Trecho fornecido:
++++

Repercussão nas redes sociais
Nas redes sociais, Cátia se apresentava como uma renomada jurista, com passagem por diversas faculdades particulares de Salvador e contava com mais de 180 mil seguidores no Instagram. Com um currículo falso, Cátia lecionou em diversas universidades particulares onde ministrou cursos de pós graduação e até assumiu a função de coordenadora. A contratação dela para coordenação do curso de Direito na UniRuy é alvo de uma denúncia de racismo e preterimento de um candidato negro. O advogado Marinho Soares afirmou em 2016 ter participado de um processo seletivo com a mulher e que não foi selecionado “por ser preto”.
Cátia também conseguiu espaço no setor público e durante um ano exerceu carago de confiança no Tribunal de Justiça da Bahia, como supervisora, entre fevereiro de 2013 e janeiro de 2014, com remuneração de quase R$ 5 mil.
A trajetória da mulher por espaços públicos e privados, segundo Lia, é explicada por resultados do racismo estrutural na sociedade, onde cada sujeito branco recebe privilégios apenas por fazer parte desse grupo racial.
“Essas vantagens abrem portas e livre circulação. No entanto a vantagem é algo que a pessoa recebe de outros, são benefícios distribuídos, e neste sentido os benefícios são distribuídos entre brancos e sistema de justiça brasileiro é o locus destes pactos narcísicos entre brancos”, destaca.

++++

Registros de anotação de posição:
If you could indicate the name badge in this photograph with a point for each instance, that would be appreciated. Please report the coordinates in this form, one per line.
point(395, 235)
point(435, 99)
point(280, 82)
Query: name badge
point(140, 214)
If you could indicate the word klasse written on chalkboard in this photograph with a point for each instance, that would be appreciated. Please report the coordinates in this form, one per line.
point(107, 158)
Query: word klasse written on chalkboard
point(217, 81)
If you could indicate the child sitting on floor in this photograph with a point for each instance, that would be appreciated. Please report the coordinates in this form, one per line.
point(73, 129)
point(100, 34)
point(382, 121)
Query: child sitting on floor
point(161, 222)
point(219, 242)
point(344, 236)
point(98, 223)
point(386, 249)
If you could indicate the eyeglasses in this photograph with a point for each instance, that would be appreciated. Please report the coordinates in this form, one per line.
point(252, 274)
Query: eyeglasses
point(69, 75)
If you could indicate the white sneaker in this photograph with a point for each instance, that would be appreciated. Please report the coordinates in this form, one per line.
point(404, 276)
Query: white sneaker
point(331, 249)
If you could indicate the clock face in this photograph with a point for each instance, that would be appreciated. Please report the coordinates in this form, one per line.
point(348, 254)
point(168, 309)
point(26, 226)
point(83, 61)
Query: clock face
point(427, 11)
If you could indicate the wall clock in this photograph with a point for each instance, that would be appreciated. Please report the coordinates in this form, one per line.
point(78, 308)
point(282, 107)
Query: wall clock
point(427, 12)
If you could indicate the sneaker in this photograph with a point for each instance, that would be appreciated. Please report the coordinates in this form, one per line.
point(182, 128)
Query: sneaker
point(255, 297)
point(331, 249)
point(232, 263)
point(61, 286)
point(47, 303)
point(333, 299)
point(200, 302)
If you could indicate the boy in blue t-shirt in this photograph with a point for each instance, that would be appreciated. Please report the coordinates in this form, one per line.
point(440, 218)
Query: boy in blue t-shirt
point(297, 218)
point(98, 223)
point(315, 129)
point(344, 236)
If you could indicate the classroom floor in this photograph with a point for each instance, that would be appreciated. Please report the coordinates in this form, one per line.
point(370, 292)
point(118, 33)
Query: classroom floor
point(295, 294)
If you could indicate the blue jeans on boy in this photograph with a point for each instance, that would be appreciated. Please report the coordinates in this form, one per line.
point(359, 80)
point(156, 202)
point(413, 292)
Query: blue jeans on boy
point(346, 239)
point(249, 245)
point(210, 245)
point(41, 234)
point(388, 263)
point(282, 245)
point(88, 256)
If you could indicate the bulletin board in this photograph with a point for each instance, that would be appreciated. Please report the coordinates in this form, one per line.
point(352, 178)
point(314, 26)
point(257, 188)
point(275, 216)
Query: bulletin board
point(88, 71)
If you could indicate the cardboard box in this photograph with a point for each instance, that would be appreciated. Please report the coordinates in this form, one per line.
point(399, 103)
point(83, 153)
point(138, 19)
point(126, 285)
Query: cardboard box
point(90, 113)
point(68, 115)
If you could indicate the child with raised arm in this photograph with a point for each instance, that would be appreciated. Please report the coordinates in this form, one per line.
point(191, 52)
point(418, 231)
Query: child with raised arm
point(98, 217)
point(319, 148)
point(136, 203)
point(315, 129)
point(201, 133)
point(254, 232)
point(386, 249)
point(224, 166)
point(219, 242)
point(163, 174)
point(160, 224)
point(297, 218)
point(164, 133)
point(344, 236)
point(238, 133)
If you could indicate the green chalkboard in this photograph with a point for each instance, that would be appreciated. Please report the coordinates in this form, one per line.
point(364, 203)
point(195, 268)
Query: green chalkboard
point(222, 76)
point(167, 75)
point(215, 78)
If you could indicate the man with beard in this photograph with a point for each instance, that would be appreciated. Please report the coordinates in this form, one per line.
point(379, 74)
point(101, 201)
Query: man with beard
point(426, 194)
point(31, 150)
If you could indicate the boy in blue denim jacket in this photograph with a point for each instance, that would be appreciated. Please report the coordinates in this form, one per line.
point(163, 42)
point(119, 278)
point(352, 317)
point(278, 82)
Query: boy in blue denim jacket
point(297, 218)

++++

Tarefa solicitada 1: No texto sobre a trajetória de Cátia, quantos seguidores ela tinha no Instagram?
Tarefa solicitada 2: Por favor, escreva a continuação do texto sobre a trajetória de Cátia, começando logo após a última frase.

Resultado da tarefa 1: Mais de 180 mil seguidores.

Resultado da tarefa 2:
“Esse pacto Cida Bento conceituou como alianças que se formam entre brancos e se caracterizam primeiro pela escolha de brancos para ocupar os cargos de prestígios e pela interdição de negros em espaço de poder pelo permanente esforço de exclusão moral, afetiva, econômica e política do negro, no universo social”, complementa a professora, autora de livros como “Entre o Encardido, o Branco e o Branquíssimo – Branquitude, Hierarquia e Poder na cidade de São Paulo” e “Famílias Inter-raciais, estudo psicossocial das hierarquias raciais em dinâmicas familiares”.
Currículo falso
A imagem e o currículo de Cátia Raulino começaram a ruir quando ela foi denunciada em junho no Departamento de Polícia Metropolitana (Depom) por exercício ilegal de advocacia e após duas ex-alunas a denunciarem no Ministério Público por plágio após terem seus trabalhos de conclusão de curso usados por Cátia em artigos publicados em livros como se fossem de sua autoria.
Desde então, a investigação descobriu que nem mesmo a graduação em Direito, supostamente feita na Universidade Federal do Maranhão (UFMA) é verdadeira.